Task goal:
In the rows below, swap "chrome housing" for "metal trim" and write the lines out again with nothing else changed.

Begin

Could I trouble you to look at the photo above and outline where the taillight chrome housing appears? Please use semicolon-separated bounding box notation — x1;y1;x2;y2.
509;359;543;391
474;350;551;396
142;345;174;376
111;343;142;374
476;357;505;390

End

Exercise response:
Could I trouble you to look at the photo above and outline where the taillight metal trim appears? Please use semicolon-separated bounding box notation — x1;y1;x2;y2.
509;359;543;391
474;350;551;396
142;345;174;376
111;343;142;374
476;357;505;390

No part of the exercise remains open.